**TASK SET:**
a – In the article on writing a database in Go, what is the parser for PrefixDB?
b – Summarize the article on writing a database in Go in two sentences.

**DOCUMENT SECTION:**
<<<<

Writing a database in Go: Part 3

This is a continuation of the second part of this series where we discussed lexing the query language for this new database. In this third part we will write our parser.

Parsing

We start by defining the Parser. A parser takes the tokens produced by the lexer and creates AST nodes which can then be used by a query executor.

For PrefixDB, our parser is a simple struct with a TokenBuffer. We can also define a few helper methods to start with as well. We can create a new Parser from an io.Reader or from a string. After the parser has been created we use the ParseStatement function to initiate the parsing. It also reads the first token and delegates which specific parsing function to use for this query.

The parseString and parseIndent functions validate the next token as either a string or an identifier. The scan, unscan, peekRune and scanIgnoreWhitespace methods help manage the token buffer such as advancing the parser to the next token, etc..

package parser

import (
    "io"
    "strings"

    "github.com/eliquious/lexer"
    tokens "github.com/eliquious/prefixdb/lexer"
)

>>>>

**ROWS:**
<<<<

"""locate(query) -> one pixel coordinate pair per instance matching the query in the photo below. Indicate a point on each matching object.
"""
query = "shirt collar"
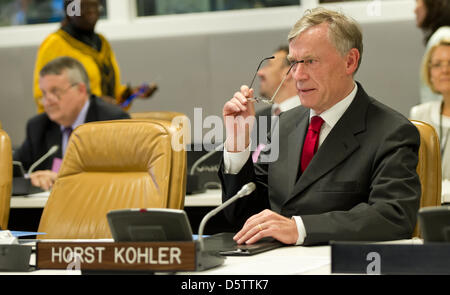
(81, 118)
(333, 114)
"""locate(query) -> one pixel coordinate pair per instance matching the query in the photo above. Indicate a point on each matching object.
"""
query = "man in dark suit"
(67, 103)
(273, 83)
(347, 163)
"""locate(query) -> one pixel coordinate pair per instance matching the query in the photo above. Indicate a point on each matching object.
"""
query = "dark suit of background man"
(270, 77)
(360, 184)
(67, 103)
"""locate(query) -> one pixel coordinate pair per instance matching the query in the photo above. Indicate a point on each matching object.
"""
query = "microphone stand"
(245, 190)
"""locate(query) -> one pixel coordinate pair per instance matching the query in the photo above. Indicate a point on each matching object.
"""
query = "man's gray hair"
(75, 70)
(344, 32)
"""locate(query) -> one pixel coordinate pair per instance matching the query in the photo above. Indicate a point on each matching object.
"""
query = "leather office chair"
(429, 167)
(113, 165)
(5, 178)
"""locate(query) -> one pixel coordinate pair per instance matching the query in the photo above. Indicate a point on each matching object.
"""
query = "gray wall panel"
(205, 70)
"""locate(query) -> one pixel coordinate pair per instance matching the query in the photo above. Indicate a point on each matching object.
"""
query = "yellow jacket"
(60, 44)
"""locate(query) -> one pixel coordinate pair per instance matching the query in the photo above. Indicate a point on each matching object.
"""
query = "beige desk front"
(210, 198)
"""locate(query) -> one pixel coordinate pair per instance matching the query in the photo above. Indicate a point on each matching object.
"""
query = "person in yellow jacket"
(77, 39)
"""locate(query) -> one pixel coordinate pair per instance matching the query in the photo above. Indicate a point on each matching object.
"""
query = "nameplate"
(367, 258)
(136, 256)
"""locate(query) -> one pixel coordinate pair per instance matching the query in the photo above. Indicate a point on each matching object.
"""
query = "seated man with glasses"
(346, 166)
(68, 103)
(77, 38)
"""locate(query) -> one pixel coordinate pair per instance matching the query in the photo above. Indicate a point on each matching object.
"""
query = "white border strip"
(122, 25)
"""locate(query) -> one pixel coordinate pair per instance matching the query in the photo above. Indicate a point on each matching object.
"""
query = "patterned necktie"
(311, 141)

>>>>
<<<<

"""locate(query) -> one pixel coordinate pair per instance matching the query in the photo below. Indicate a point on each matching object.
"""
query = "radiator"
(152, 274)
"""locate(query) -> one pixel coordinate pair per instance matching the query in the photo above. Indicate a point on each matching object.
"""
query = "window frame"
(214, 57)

>>>>

**THE RESPONSES:**
a – It is a simple struct with a TokenBuffer.

b – This third part of the series writes the parser, which takes the tokens produced by the lexer and creates AST nodes for a query executor. For PrefixDB the parser is a simple struct with a TokenBuffer that can be created from an io.Reader or a string, uses ParseStatement to start parsing, and relies on helper methods to validate tokens and manage the token buffer.